Krótkie ćwiczenie: Przepisz wszystkie poniższe wiersze bez żadnych zmian.

□ □ □ □ □ □ □

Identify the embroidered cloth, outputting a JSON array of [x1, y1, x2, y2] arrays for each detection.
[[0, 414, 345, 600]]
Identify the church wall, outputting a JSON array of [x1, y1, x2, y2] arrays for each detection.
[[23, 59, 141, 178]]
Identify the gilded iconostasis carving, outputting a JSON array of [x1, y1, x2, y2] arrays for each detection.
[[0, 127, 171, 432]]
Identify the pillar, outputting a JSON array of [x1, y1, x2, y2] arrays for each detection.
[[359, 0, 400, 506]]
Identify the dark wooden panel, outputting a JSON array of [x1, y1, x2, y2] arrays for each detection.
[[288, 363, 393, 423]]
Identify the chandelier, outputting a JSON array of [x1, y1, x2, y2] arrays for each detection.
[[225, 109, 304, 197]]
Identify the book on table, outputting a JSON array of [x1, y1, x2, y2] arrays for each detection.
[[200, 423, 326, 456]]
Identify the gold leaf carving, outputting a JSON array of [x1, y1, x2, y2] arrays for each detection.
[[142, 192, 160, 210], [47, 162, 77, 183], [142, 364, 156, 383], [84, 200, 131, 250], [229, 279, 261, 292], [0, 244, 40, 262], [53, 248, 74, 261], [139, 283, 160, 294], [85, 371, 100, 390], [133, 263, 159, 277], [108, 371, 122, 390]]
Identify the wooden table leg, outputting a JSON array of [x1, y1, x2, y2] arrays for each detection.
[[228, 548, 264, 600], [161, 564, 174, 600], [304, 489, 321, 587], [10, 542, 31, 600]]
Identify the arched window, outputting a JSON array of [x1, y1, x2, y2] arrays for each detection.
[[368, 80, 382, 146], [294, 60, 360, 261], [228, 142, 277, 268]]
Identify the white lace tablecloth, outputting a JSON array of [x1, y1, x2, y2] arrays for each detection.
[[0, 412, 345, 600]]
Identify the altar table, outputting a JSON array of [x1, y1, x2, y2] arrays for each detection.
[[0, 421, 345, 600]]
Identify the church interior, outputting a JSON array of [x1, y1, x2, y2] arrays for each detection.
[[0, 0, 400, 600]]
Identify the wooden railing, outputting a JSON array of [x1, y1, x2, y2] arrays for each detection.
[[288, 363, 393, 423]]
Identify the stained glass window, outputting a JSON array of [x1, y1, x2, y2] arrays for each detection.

□ □ □ □ □ □ □

Wynik poniżej:
Identify the embroidered cloth, outputting a JSON array of [x1, y1, x2, y2] arrays for each detection.
[[0, 414, 345, 600]]
Identify the church wall, outputting a JSON array of [x1, y1, x2, y2] arrays for each detection.
[[23, 59, 141, 178]]
Identify the gilded iconostasis carving, outputting a JSON array of [x1, y1, x2, y2] arrays for each detection.
[[0, 127, 171, 432]]
Identify the pillar, outputting a JSON array of [x1, y1, x2, y2] arrays for each detection.
[[359, 0, 400, 506]]
Identify the dark wooden panel, outputting a JSON array of [x1, y1, x2, y2] arrays for each detection.
[[288, 363, 393, 423]]
Identify the chandelier, outputting a JSON array of [x1, y1, x2, y2] arrays for each detection.
[[225, 109, 304, 197]]
Identify the book on table, outputting a JSON array of [x1, y1, x2, y2] arrays for each detection.
[[200, 423, 326, 456]]
Identify the gold leaf carving, outputting a JSON array of [x1, y1, x2, y2] arrays for each detection.
[[142, 192, 160, 210], [47, 162, 77, 183], [142, 364, 156, 383], [84, 200, 131, 250], [229, 279, 261, 292], [0, 244, 40, 262], [53, 248, 74, 261], [139, 283, 160, 294], [85, 371, 100, 390], [133, 263, 159, 277], [108, 371, 122, 390]]
Identify the wooden table leg, outputting a JSON array of [x1, y1, x2, y2] arrays for each detection.
[[228, 548, 264, 600], [161, 564, 174, 600], [304, 489, 321, 587], [10, 542, 31, 600]]
Identify the arched window, outputting a JSON array of [x1, y1, x2, y2] arrays for each detection.
[[368, 80, 382, 146], [294, 60, 360, 261], [228, 142, 277, 268]]
Identify the white lace tablecloth, outputting a JSON array of [x1, y1, x2, y2] arrays for each detection.
[[0, 412, 345, 600]]
Identify the altar table, outputting a JSON array of [x1, y1, x2, y2] arrays for each detection.
[[0, 421, 345, 600]]
Identify the church interior, outputting a JSON array of [x1, y1, x2, y2] arrays for each detection.
[[0, 0, 400, 600]]
Identify the wooden railing, outputting a JSON array of [x1, y1, x2, y2] arrays for each detection.
[[288, 363, 393, 423]]
Identify the stained glass window, outputting a JSON array of [x1, y1, x2, y2] arrays for each detection.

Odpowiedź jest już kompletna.